Unfortunately, there is no good way to query it from the hardware, and 
it's not considered a breaking change to add or remove support for a set 
of a particular block between GPU revisions. My intent will be to 
hardcode a data table into panthor_perf.c eventually, based on the GPU ID.

 >
 >> +	/** @pad: MBZ. */
 >> +	__u8 pad[7];
 >> +
 >> +	/** @fd: eventfd for signalling the availability of a new sample. */
 >> +	__u32 fd;
 >> +
 >> +	/** @ringbuf_handle: Handle to the BO to write perf counter sample 
to. */
 >> +	__u32 ringbuf_handle;
 >
 > If UM is in charge of creating this BO, how would it know how big it 
should be? I suppose this
 > would be conveyed by perf info returned by panthor_ioctl_dev_query().

That is the intent, yes. Currently this is the only "implicit" part of 
the interface, where we expect the user to calculate the sample size on 
their own, based on the data passed in dev_query. I'm wondering if it 
wouldn't be simpler to, alongside the current dev_query fields, to also 
provide the user with the sample size and the block size directly.

 >> +	/**
 >> +	 * @control_handle: Handle to the BO containing a contiguous 16 
byte range, used for the
 >> +	 * insert and extract indices for the ringbuffer.
 >> +	 */
 >> +	__u32 control_handle;
 >> +
 >> +	/**
 >> +	 * @sample_slots: The number of slots available in the 
userspace-provided BO. Must be
 >> +	 * a power of 2.
 >> +	 *
 >> +	 * If sample_slots * sample_size does not match the BO size, the 
setup request will fail.
 >> +	 */
 >> +	__u32 sample_slots;
 >
 > Does that mean that the number of user bo slots can be different than 
the kernel ringbuffer one?
 >
That's correct. I don't think there is a compelling reason to require 
both of them to be the same. Userspace could for instance decide to do a 
lot of samples, once a frame, periodically or tied to some relevant 
event, and interpret all of the counters in one go at the end. That way 
it does not matter how big/small the kernel to FW ring buffer is, just 
how much space the user chose to allocate for their BO.

 >> +
 >> +	/**
 >> +	 * @control_offset: Offset into the control BO where the insert 
and extract indices are
 >> +	 * located.
 >> +	 */
 >> +	__u64 control_offset;
 >> +
 >> +	/**
 >> +	 * @sample_freq_ns: Period between automatic counter sample 
collection in nanoseconds. Zero
 >> +	 * disables automatic collection and all collection must be done 
through explicit calls
 >> +	 * to DRM_PANTHOR_PERF_CONTROL.SAMPLE. Non-zero values will 
disable manual counter sampling
 >> +	 * via the DRM_PANTHOR_PERF_COMMAND_SAMPLE command.

## Stated goal A
Return everything in the panthor review thread from "That is the" down to "block size directly.", copied verbatim.

## Material shown
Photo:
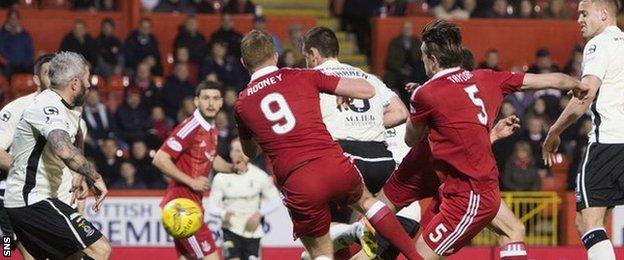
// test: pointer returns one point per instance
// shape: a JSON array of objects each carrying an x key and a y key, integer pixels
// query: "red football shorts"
[
  {"x": 309, "y": 189},
  {"x": 198, "y": 245},
  {"x": 453, "y": 219},
  {"x": 414, "y": 179}
]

## Stated goal B
Recast the lines of the rows above as a Markdown table with columns Nr and Line, numbering each nonblank line in order. Leave out blank lines and the pictures.

## Task response A
That is the intent, yes. Currently this is the only "implicit" part of 
the interface, where we expect the user to calculate the sample size on 
their own, based on the data passed in dev_query. I'm wondering if it 
wouldn't be simpler to, alongside the current dev_query fields, to also 
provide the user with the sample size and the block size directly.

## Task response B
| Nr | Line |
|---|---|
| 1 | Photo: |
| 2 | // test: pointer returns one point per instance |
| 3 | // shape: a JSON array of objects each carrying an x key and a y key, integer pixels |
| 4 | // query: "red football shorts" |
| 5 | [ |
| 6 |   {"x": 309, "y": 189}, |
| 7 |   {"x": 198, "y": 245}, |
| 8 |   {"x": 453, "y": 219}, |
| 9 |   {"x": 414, "y": 179} |
| 10 | ] |